Work instructions
A: Please duplicate the text on Elixir code smells from "Citations (10)" up to and including "in Elixir projects.".
B: In one to three sentences, state why the text on Elixir code smells treats its early results as an opportunity to extend tools such as Credo.
C: Turn the paragraph in the text on Elixir code smells that begins "Abstract: Elixir is a new" into a short list that keeps its main facts.

Passage given
====
Published 16 Mar 2022 in cs.SE

Abstract: Elixir is a new functional programming language whose popularity is rising in the industry. However, there are few works in the literature focused on studying the internal quality of systems implemented in this language. Particularly, to the best of our knowledge, there is currently no catalog of code smells for Elixir. Therefore, in this paper, through a grey literature review, we investigate whether Elixir developers discuss code smells. Our preliminary results indicate that 11 of the 22 traditional code smells cataloged by Fowler and Beck are discussed by Elixir developers. We also propose a list of 18 new smells specific for Elixir systems and investigate whether these smells are currently identified by Credo, a well-known static code analysis tool for Elixir. We conclude that only two traditional code smells and one Elixir-specific code smell are automatically detected by this tool. Thus, these early results represent an opportunity for extending tools such as Credo to detect code smells and then contribute to improving the internal quality of Elixir systems.

Citations (10)

Summary

  • The paper introduces a systematic grey literature review to uncover both traditional and unique Elixir code smells by analyzing 17 relevant documents.
  • It highlights that while classic smells like duplicated code and long functions are discussed, Elixir-specific issues such as complex multi-clause functions remain under-detected.
  • The study reveals that Credo detects only a subset of these smells, indicating a need for enhanced static analysis tools in Elixir projects.
====
Record excerpts
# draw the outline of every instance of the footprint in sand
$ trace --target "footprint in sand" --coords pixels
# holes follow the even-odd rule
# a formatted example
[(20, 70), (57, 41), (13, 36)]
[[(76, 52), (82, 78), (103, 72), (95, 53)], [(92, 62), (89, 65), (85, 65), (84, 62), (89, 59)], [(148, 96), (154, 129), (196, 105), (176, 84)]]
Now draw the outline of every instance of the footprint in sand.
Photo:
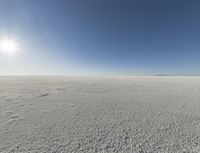
[(8, 121), (6, 122), (6, 125), (12, 124), (16, 121), (22, 121), (22, 120), (23, 120), (23, 118), (20, 117), (19, 115), (13, 115), (8, 119)]

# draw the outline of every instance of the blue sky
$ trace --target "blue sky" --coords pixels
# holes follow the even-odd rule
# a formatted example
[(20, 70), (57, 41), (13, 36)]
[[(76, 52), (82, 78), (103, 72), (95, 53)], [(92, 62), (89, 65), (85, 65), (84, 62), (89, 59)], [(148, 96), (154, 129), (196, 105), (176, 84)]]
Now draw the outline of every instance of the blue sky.
[(0, 74), (200, 74), (199, 0), (0, 0)]

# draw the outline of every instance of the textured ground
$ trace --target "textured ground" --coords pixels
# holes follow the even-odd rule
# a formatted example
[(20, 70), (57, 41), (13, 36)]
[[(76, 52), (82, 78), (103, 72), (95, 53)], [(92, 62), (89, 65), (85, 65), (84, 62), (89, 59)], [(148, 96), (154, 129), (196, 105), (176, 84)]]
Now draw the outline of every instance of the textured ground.
[(200, 152), (200, 77), (0, 77), (0, 152)]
====
Task responses
A:
Citations (10)

Summary

  • The paper introduces a systematic grey literature review to uncover both traditional and unique Elixir code smells by analyzing 17 relevant documents.
  • It highlights that while classic smells like duplicated code and long functions are discussed, Elixir-specific issues such as complex multi-clause functions remain under-detected.
  • The study reveals that Credo detects only a subset of these smells, indicating a need for enhanced static analysis tools in Elixir projects.

B: Credo automatically detects only two traditional code smells and one Elixir-specific code smell. Extending tools like Credo to detect code smells could therefore help improve the internal quality of Elixir systems.

C:
- Elixir is a new functional programming language whose popularity in industry is rising. Few studies examine the internal quality of Elixir systems, and no catalog of Elixir code smells appears to exist.
- The authors used a grey literature review to investigate whether Elixir developers discuss code smells.
- Elixir developers discuss 11 of the 22 traditional code smells cataloged by Fowler and Beck.
- The authors propose 18 new Elixir-specific smells and check whether Credo, a well-known static code analysis tool for Elixir, identifies them.
- Credo automatically detects only two traditional smells and one Elixir-specific smell.
- These results point to an opportunity to extend tools such as Credo to detect code smells and improve the internal quality of Elixir systems.